Using the material that follows, say how many lines contain the string "Target". Answer with a number only.

┌──

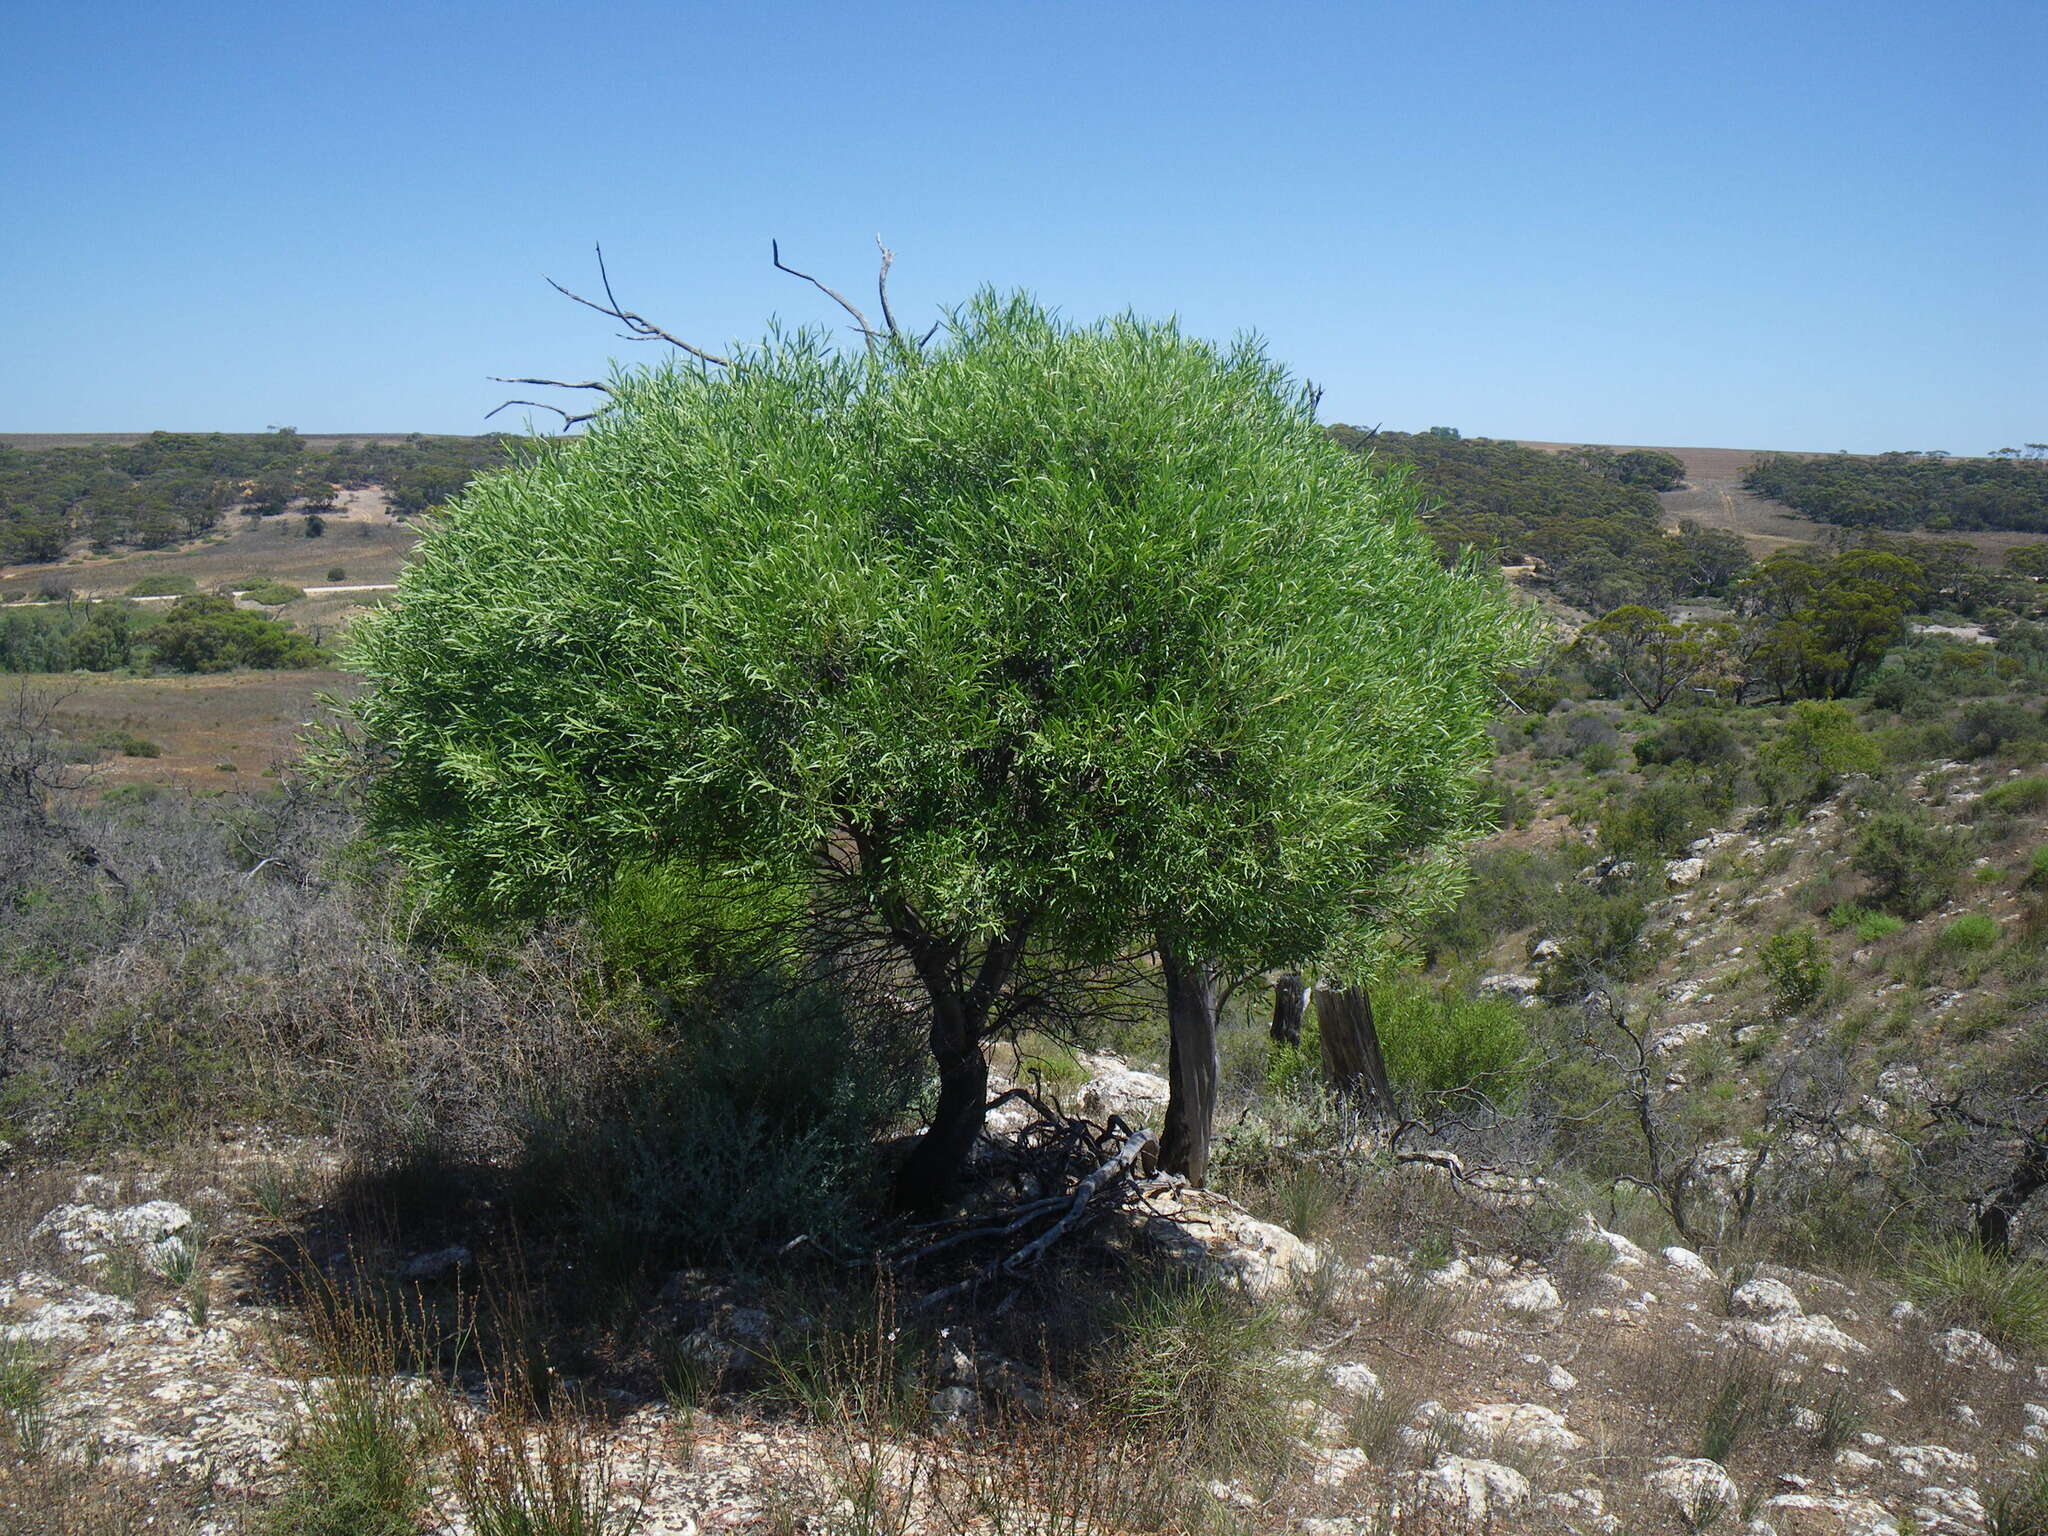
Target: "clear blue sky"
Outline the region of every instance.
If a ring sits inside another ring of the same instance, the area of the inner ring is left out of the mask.
[[[2048,5],[0,0],[0,431],[481,430],[768,240],[1256,330],[1330,420],[2048,437]],[[506,418],[500,418],[502,424]]]

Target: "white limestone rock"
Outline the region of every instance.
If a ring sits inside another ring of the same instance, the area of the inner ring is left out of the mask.
[[[1664,1261],[1666,1269],[1674,1274],[1684,1275],[1689,1280],[1704,1280],[1711,1284],[1717,1278],[1714,1266],[1690,1248],[1666,1248],[1659,1252],[1657,1257]]]
[[[1927,1343],[1950,1365],[1984,1366],[1994,1371],[2013,1369],[2012,1361],[2003,1350],[1983,1334],[1968,1328],[1948,1328],[1930,1334]]]
[[[1446,1456],[1417,1475],[1416,1492],[1426,1501],[1461,1513],[1474,1524],[1519,1509],[1529,1499],[1529,1479],[1513,1467],[1469,1456]]]
[[[1564,1310],[1564,1298],[1543,1275],[1516,1280],[1501,1289],[1500,1304],[1509,1312],[1529,1318],[1555,1317]]]
[[[1704,1528],[1717,1515],[1725,1515],[1742,1503],[1742,1491],[1727,1469],[1704,1457],[1666,1457],[1643,1480],[1643,1486],[1676,1505],[1680,1517],[1694,1530]]]
[[[1465,1438],[1489,1450],[1569,1456],[1585,1439],[1565,1427],[1564,1415],[1539,1403],[1483,1403],[1456,1416]]]
[[[1736,1317],[1754,1317],[1775,1323],[1783,1318],[1798,1317],[1806,1309],[1792,1294],[1792,1287],[1782,1280],[1745,1280],[1728,1298],[1728,1310]]]

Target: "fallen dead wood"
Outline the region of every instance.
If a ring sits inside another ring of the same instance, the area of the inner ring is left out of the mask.
[[[899,1277],[920,1268],[929,1272],[941,1261],[969,1261],[965,1274],[917,1297],[913,1310],[1021,1279],[1057,1244],[1139,1194],[1131,1174],[1146,1149],[1157,1144],[1150,1128],[1126,1125],[1115,1115],[1098,1125],[1023,1088],[1000,1095],[989,1107],[1011,1101],[1028,1105],[1036,1116],[1001,1148],[1018,1198],[994,1210],[927,1223],[885,1256]]]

└──

→ THE COMPLETED TASK:
3